Return the lines below exactly, starting with the line that contains "Where can you spot the rear" and stopping after the last line.

>>>

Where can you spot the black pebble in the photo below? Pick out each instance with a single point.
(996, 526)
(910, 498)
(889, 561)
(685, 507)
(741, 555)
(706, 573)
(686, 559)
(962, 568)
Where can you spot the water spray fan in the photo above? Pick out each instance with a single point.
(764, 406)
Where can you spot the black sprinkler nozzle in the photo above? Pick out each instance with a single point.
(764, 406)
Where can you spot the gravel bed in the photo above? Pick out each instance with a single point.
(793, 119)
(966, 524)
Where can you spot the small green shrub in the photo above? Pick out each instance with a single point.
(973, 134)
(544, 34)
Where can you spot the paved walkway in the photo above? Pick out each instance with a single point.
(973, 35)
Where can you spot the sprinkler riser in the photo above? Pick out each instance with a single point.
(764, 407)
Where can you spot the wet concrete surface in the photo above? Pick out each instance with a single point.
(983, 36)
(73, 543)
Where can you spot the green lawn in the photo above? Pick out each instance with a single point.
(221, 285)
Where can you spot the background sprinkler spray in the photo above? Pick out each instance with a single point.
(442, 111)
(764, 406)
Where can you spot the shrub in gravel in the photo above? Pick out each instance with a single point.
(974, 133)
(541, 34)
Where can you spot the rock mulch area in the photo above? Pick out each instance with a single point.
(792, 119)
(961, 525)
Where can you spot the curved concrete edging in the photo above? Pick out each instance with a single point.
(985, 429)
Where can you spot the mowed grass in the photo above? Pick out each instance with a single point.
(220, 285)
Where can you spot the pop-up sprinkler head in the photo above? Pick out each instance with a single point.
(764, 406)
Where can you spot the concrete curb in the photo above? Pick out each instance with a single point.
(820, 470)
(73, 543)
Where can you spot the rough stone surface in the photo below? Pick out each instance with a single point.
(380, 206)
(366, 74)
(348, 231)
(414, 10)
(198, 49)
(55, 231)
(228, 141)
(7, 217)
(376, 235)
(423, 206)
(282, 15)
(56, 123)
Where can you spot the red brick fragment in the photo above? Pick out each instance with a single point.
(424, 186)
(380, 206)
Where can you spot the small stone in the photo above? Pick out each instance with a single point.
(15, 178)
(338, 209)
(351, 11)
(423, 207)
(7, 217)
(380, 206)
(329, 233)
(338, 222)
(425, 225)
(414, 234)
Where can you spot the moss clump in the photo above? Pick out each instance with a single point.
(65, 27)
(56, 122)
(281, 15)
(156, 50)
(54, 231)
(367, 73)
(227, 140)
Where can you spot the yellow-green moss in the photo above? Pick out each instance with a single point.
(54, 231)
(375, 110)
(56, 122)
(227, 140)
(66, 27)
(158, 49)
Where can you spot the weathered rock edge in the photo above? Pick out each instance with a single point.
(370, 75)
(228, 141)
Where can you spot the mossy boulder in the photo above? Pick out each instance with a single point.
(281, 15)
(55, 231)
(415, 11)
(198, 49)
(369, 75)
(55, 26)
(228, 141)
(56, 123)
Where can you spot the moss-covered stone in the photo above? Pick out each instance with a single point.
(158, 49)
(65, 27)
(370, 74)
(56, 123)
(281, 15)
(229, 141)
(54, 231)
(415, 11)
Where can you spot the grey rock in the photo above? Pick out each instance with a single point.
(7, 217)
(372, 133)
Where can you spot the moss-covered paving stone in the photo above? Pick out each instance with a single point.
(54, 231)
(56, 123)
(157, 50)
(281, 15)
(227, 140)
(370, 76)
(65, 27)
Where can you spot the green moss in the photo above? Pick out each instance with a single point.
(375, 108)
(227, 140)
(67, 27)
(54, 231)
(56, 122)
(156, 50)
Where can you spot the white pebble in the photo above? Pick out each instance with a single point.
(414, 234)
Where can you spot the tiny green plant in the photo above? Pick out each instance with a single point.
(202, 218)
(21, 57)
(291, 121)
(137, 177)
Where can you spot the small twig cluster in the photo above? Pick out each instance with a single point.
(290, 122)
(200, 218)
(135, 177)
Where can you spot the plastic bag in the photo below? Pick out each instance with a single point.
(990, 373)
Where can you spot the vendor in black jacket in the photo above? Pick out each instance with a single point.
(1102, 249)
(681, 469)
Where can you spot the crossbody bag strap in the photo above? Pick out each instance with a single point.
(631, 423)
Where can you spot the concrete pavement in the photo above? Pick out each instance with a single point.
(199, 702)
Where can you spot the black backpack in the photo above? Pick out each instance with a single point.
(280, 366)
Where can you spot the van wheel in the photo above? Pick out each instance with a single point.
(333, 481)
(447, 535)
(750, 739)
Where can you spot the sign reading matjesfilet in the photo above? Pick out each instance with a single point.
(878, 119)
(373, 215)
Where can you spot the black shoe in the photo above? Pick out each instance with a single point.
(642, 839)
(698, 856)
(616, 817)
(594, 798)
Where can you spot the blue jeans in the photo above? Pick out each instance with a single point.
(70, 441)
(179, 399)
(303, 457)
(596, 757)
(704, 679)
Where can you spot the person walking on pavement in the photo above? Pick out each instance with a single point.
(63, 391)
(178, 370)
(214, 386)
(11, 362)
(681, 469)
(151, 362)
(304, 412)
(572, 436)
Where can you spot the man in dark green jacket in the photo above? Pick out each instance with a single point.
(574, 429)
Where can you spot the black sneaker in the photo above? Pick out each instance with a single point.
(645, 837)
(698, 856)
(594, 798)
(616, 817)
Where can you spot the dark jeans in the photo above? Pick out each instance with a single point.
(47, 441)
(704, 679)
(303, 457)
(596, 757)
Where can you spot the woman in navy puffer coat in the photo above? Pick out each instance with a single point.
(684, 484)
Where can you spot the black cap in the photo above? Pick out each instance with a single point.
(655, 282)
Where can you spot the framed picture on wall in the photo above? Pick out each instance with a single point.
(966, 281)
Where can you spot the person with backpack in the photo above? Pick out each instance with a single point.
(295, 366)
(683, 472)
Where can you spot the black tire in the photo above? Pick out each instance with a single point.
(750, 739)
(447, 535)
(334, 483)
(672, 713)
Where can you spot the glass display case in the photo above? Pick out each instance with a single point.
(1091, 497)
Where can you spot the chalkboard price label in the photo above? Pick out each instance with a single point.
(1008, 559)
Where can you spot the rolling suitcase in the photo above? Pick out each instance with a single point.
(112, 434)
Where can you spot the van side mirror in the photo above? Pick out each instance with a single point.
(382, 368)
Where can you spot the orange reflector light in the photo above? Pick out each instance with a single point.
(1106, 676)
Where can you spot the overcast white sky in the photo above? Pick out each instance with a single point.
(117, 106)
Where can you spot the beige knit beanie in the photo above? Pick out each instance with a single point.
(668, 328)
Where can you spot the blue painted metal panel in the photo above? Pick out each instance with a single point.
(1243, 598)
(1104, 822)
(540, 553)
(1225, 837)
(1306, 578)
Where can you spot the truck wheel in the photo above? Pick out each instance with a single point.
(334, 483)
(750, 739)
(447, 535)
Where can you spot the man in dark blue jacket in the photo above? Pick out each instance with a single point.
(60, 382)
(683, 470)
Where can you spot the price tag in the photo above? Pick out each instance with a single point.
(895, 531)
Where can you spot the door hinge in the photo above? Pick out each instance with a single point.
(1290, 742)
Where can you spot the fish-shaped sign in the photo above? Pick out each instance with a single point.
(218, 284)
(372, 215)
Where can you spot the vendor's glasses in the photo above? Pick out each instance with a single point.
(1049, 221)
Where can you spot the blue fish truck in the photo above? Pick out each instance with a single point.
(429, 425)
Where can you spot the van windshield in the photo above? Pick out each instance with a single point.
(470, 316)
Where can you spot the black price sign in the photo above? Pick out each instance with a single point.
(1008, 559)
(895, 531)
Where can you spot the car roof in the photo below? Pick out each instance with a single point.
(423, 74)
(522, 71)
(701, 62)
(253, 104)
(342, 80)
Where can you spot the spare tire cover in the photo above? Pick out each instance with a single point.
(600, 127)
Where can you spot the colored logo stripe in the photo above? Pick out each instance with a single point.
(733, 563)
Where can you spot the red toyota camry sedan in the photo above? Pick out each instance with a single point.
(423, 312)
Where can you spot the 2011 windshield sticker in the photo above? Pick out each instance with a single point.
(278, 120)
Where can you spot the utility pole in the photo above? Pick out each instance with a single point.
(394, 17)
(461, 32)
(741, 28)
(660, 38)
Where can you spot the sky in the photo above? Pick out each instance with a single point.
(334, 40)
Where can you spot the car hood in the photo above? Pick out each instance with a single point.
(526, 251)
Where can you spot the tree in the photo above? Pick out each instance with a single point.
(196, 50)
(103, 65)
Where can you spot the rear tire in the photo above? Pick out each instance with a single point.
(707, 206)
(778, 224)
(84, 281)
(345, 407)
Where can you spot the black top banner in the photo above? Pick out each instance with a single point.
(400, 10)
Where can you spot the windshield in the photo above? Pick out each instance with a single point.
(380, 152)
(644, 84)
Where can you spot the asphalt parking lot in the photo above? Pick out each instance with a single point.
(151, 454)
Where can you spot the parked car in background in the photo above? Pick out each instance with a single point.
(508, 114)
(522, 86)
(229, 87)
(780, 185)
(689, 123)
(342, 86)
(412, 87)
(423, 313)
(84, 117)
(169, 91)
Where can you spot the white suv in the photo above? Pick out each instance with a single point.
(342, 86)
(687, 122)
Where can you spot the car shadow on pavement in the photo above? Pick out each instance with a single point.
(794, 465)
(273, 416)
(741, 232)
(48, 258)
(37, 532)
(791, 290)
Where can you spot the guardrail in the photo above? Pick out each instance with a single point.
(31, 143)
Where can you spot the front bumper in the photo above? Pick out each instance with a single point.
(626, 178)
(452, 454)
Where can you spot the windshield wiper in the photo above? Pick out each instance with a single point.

<<<

▸ Written reply
Where can you spot the rear tire in the photo above? Pick out each instance with a single point.
(707, 206)
(778, 224)
(84, 281)
(345, 407)
Where can you spot the black top banner in the photo above? Pick out each instance with a single point.
(400, 10)
Where can you spot the windshield in the photo above? Pick out each instance with a single point.
(380, 152)
(644, 84)
Where can you spot the asphalt parking lot in the photo above? Pick out each instance with a single point.
(151, 454)
Where can you spot the parked car in background in the photo above? Pick out each instance with a single point.
(508, 114)
(522, 86)
(229, 87)
(780, 185)
(689, 123)
(342, 86)
(412, 87)
(423, 313)
(84, 117)
(169, 91)
Where can you spot the white suv in the photo above? Pick out each instance with a single point.
(342, 86)
(687, 122)
Where can you spot the car shadow on pavement in the photo above? Pick out each instance with a single point.
(794, 465)
(273, 416)
(741, 232)
(48, 258)
(37, 532)
(791, 290)
Where can you spot the guardrail in the photo above? Pick out each instance with a single point.
(31, 143)
Where can you spot the front bumper in the photo above? Pick out each instance with a single point.
(626, 178)
(452, 454)
Where can you spot the windshield wiper in the photo above? Pick out each instance with a single point.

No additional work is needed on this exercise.